**BRIEF**
Reproduce each of the rows below verbatim, keeping every character, number, and line break unchanged.

**EXTRACTED INFORMATION**
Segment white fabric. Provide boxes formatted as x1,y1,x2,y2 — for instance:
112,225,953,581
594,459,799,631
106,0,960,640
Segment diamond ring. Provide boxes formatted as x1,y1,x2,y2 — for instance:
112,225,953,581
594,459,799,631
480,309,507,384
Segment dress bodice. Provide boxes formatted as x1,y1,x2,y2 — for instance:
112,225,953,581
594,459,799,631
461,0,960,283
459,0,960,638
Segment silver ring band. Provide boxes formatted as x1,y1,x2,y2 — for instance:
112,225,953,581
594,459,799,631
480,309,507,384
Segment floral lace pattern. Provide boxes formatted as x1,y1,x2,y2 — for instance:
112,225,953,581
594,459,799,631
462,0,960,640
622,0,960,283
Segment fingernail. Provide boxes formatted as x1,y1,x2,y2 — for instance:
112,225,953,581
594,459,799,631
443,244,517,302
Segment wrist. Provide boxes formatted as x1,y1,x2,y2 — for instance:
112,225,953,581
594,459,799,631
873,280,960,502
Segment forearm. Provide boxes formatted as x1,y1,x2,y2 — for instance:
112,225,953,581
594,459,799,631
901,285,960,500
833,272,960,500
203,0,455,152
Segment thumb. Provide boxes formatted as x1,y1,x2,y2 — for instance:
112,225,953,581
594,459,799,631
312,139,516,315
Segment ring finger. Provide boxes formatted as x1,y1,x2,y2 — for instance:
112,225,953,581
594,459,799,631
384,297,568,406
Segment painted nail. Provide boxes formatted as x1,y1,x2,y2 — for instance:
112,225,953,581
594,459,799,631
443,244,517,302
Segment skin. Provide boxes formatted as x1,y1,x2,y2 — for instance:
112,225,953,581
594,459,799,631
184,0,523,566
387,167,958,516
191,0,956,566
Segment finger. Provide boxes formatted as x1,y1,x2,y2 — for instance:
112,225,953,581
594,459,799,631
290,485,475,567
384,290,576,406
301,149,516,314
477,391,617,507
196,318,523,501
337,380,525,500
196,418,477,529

**SOLUTION BELOW**
Segment white fabric. Provide boxes formatted as x1,y1,x2,y2 — for instance:
112,225,953,581
594,459,799,631
106,0,960,640
Segment diamond ring. Provide boxes formatted as x1,y1,x2,y2 — for instance:
112,225,953,581
594,459,799,631
480,309,507,384
Segment dress bodice. Provide boxes formatted as x1,y1,x2,y2 — for instance:
112,225,953,581
594,459,799,631
461,0,960,283
459,0,960,638
Segment silver ring band. Provide boxes formatted as x1,y1,x2,y2 — for instance:
112,225,953,581
594,459,799,631
480,309,507,384
Segment floral lace pattern. Provide boxes formatted as x1,y1,x2,y2 — for instance:
112,225,953,581
594,459,799,631
462,0,960,640
622,0,960,283
Segment fingernail. Provide boxes formatted as x1,y1,x2,y2 — for instance:
112,225,953,581
594,459,799,631
443,244,517,302
Segment wrist. Provide boxes formatted as x1,y1,x2,y2 — for instance:
112,225,953,581
594,459,799,631
873,280,960,502
Segment forearm. Provide boxes formatted as x1,y1,x2,y2 — for instance:
112,225,953,581
594,459,799,631
901,285,960,500
833,272,960,500
203,0,455,152
Segment thumb. Provide boxes formatted as x1,y1,x2,y2 — for instance:
112,225,953,581
594,459,799,631
312,139,516,315
Segment ring finger. Provide boxes formatted as x1,y1,x2,y2 — for instance:
112,225,953,581
594,459,799,631
384,297,568,406
Segment painted nail. Provide boxes formatted as x1,y1,x2,y2 — for instance:
112,225,953,581
594,459,799,631
443,244,517,302
Segment skin. Provide boxes formatted as x1,y1,x2,y2 — for instance:
112,225,953,581
594,459,799,631
184,0,523,566
387,167,958,516
191,0,956,566
Segment finger. Provide boxes formatted as x1,y1,x2,y2 — for instance:
112,225,953,581
594,459,799,631
290,485,475,567
384,290,576,406
301,149,516,314
477,391,617,507
196,318,523,501
337,380,525,500
196,418,477,529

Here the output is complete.